**DOCUMENT EXCERPT**
START

# Flower macros



## BrentC (Aug 2, 2017)

Flowers are something I am still not comfortable photographing.  Still can't seem to get composition or camera settings right but I keep trying.


1. Little Green Grasshopper on a little purple flower



Grasshopper by Brent Cameron, on Flickr

2. Purple Dames Rocket



P7290050 by Brent Cameron, on Flickr

3.Purple Dames Rocket



P7290044 by Brent Cameron, on Flickr

4. Tie-dye



P7290027 by Brent Cameron, on Flickr

5.



P7290043 by Brent Cameron, on Flickr

6.



P7290035 by Brent Cameron, on Flickr

7.



P7290032 by Brent Cameron, on Flickr


----------



## PhotoriousMe (Aug 2, 2017)

Nice set.  I like #6 best.

Dave


----------



## qmr55 (Aug 2, 2017)

#4 and #6 are my favorites.  Nice set.


----------



## JPI (Aug 2, 2017)

Very cool, I like #4 & 7


----------



## snowbear (Aug 2, 2017)

These are pretty good.


----------



## Gary A. (Aug 3, 2017)

#5. !


----------



## Dean_Gretsch (Aug 3, 2017)

#5 and 7 work for me!


----------



## smoke665 (Aug 3, 2017)

Nice set, but number 4 is my favorite. Appropriate title for it.


----------



## jcdeboever (Aug 3, 2017)

Nice set. #5 for the win!


----------



## BrentC (Aug 3, 2017)

PhotoriousMe said:


> Nice set.  I like #6 best.
> 
> Dave





qmr55 said:


> #4 and #6 are my favorites.  Nice set.





JPI said:


> Very cool, I like #4 & 7





snowbear said:


> These are pretty good.





Gary A. said:


> #5. !





Dean_Gretsch said:


> #5 and 7 work for me!





smoke665 said:


> Nice set, but number 4 is my favorite. Appropriate title for it.





jcdeboever said:


> Nice set. #5 for the win!



Thanks all!


----------



## Steven Dillon (Aug 3, 2017)

You might be just a tad too hard on yourself.  4 & 5 are my favorites.


----------



## qmr55 (Aug 3, 2017)

The more I look at it, the more I like #4.   That really is an awesome image.  Was that cropped at all?

I'd print that one!

END

**WHAT NEEDS TO BE DONE**
Transcribe the flower macros thread word for word, beginning at the words "## Steven Dillon" and stopping after "print that one!".

**RECORDS PROVIDED**
START

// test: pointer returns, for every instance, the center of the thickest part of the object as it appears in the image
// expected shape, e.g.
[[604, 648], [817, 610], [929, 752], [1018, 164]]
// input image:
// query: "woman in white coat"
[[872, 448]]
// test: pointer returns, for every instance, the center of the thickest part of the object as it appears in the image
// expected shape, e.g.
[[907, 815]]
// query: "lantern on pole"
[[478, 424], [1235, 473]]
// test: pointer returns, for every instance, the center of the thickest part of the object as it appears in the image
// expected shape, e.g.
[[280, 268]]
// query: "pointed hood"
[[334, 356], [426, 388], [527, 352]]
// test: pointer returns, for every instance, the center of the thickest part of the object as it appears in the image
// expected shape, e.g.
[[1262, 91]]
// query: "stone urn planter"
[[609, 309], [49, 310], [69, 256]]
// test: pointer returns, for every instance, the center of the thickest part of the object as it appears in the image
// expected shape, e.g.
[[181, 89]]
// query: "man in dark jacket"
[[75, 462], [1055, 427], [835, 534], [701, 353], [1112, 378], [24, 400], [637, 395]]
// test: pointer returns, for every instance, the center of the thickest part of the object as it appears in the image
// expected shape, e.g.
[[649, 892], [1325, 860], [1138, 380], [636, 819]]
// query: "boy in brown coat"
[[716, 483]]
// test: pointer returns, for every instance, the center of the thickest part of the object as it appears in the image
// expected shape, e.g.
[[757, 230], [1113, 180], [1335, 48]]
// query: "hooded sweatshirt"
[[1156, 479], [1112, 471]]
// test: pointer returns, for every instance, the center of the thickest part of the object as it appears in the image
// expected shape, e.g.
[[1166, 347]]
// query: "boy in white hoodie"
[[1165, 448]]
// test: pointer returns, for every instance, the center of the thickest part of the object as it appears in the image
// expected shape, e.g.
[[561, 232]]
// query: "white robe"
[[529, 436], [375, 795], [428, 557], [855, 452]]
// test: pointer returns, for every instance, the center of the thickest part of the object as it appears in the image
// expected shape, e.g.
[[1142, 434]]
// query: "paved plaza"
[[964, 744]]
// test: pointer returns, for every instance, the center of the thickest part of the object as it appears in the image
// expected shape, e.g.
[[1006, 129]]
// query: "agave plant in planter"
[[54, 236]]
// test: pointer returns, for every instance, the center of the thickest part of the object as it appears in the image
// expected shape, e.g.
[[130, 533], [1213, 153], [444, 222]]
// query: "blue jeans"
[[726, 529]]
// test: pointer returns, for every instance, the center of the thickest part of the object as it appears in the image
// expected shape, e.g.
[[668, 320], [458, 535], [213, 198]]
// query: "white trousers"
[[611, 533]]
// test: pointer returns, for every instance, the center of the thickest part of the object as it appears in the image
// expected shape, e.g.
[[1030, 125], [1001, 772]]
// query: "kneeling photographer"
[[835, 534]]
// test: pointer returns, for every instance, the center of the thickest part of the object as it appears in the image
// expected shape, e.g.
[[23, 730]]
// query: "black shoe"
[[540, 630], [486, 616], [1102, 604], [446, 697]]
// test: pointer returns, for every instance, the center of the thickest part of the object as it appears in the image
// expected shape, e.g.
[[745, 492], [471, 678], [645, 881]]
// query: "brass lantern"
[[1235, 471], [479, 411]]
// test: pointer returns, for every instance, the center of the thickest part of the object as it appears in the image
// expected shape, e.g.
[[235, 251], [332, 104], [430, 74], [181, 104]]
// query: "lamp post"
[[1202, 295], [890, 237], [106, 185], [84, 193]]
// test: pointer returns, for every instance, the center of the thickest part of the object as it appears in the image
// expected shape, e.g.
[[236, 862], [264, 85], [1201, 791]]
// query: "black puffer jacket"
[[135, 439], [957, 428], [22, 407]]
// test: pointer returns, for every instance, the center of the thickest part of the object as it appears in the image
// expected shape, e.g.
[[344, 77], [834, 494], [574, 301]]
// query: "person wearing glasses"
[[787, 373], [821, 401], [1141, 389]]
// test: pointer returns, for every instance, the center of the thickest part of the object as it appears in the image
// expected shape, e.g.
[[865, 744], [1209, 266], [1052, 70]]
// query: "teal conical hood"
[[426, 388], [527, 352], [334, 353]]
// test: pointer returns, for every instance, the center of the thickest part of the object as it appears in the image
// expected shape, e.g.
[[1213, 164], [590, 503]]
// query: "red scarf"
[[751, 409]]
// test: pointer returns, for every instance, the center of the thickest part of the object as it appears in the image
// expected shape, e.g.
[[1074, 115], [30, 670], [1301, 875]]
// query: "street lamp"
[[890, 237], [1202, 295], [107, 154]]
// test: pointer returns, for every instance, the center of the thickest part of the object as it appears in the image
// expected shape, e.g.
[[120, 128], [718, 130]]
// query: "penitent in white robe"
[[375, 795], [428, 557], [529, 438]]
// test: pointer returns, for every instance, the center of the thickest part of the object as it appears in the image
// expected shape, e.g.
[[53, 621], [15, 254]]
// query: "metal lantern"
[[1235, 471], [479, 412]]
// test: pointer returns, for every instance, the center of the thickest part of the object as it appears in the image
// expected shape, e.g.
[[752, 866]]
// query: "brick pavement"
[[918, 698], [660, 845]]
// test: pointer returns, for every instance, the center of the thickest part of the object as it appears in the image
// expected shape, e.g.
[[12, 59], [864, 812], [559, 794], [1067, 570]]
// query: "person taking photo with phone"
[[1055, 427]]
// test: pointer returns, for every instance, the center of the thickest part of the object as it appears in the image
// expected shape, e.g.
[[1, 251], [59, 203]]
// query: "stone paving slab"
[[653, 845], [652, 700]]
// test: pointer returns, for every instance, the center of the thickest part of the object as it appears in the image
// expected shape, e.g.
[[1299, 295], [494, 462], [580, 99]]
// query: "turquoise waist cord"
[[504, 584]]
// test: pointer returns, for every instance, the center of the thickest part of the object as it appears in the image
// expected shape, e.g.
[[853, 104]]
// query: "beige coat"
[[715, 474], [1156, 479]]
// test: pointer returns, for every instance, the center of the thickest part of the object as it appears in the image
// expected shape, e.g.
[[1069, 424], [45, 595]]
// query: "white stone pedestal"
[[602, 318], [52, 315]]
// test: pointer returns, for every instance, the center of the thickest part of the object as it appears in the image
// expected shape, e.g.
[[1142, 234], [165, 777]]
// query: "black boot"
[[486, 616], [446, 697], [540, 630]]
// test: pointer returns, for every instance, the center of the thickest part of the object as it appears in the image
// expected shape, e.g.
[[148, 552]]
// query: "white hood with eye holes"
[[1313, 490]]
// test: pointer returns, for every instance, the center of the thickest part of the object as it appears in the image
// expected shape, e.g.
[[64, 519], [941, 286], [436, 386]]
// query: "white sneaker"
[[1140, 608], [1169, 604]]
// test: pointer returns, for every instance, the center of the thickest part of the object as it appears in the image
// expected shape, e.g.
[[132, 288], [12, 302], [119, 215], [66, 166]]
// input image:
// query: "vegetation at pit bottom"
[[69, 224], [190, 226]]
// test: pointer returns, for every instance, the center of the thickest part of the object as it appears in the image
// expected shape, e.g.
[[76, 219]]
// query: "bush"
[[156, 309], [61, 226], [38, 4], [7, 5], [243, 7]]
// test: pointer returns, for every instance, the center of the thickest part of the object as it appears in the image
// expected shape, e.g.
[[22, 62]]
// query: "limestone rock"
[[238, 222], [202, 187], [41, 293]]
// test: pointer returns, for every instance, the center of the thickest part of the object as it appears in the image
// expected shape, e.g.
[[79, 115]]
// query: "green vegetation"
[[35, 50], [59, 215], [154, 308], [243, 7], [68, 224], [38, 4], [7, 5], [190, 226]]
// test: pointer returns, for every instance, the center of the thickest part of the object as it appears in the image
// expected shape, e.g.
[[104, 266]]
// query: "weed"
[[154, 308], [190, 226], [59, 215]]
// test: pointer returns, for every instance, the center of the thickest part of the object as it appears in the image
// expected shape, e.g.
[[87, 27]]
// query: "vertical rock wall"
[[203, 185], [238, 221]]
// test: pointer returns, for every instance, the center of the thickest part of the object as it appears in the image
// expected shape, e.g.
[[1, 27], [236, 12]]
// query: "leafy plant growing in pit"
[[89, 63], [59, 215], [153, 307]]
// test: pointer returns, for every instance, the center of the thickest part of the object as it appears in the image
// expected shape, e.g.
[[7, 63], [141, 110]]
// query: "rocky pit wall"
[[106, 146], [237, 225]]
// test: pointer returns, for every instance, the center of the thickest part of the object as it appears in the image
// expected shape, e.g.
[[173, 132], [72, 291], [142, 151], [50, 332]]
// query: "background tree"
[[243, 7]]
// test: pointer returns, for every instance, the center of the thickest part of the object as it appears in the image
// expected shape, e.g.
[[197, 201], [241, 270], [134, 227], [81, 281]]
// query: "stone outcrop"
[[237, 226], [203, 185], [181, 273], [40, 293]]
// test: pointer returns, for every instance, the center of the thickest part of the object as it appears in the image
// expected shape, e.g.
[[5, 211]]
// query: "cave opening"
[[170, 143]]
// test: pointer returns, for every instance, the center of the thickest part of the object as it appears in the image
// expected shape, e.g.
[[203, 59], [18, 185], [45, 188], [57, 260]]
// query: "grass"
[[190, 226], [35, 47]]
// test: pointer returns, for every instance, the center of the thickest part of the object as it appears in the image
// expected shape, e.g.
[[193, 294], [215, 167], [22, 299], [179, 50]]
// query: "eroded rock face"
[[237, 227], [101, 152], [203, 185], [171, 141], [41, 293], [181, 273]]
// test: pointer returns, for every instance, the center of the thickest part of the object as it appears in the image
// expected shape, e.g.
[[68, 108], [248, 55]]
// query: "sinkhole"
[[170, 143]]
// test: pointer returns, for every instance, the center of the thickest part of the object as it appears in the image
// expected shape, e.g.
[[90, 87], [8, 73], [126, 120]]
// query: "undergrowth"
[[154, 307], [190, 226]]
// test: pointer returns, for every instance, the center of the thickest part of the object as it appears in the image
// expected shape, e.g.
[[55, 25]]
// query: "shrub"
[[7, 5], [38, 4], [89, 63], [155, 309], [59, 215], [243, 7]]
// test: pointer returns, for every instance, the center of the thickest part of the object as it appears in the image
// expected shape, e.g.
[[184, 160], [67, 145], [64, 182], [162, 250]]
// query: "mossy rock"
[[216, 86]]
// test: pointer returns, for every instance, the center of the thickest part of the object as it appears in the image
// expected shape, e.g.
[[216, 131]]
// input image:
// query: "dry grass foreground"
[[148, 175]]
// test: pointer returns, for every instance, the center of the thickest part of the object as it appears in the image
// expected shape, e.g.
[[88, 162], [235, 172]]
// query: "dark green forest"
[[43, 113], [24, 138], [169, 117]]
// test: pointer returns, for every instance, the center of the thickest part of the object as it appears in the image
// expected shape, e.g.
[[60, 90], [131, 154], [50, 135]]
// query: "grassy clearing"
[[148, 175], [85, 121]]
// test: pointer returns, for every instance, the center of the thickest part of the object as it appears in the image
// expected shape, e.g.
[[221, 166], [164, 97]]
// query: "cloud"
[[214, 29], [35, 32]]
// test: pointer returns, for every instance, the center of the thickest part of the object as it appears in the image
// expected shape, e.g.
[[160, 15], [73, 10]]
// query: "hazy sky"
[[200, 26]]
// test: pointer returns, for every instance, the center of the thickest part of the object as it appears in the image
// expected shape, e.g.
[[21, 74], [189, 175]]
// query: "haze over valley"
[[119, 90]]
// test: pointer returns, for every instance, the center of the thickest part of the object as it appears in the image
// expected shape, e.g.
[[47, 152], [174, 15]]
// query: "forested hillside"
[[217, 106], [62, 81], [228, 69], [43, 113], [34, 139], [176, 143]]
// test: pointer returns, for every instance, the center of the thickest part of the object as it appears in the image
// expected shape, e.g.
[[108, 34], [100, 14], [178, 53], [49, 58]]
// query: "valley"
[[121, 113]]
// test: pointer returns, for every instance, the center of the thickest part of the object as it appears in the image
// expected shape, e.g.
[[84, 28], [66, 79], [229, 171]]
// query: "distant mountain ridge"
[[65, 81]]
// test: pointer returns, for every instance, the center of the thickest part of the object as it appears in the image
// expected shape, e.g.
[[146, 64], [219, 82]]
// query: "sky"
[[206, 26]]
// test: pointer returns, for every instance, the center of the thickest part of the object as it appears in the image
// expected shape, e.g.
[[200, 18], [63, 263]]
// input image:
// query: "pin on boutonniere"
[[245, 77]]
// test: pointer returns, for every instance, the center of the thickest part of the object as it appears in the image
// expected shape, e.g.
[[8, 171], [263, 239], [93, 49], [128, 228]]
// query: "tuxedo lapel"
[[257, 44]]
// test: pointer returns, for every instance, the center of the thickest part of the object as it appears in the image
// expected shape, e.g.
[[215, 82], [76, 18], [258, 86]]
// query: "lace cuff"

END

**EXERCISE ANSWER**
## Steven Dillon (Aug 3, 2017)

You might be just a tad too hard on yourself.  4 & 5 are my favorites.


----------



## qmr55 (Aug 3, 2017)

The more I look at it, the more I like #4.   That really is an awesome image.  Was that cropped at all?

I'd print that one!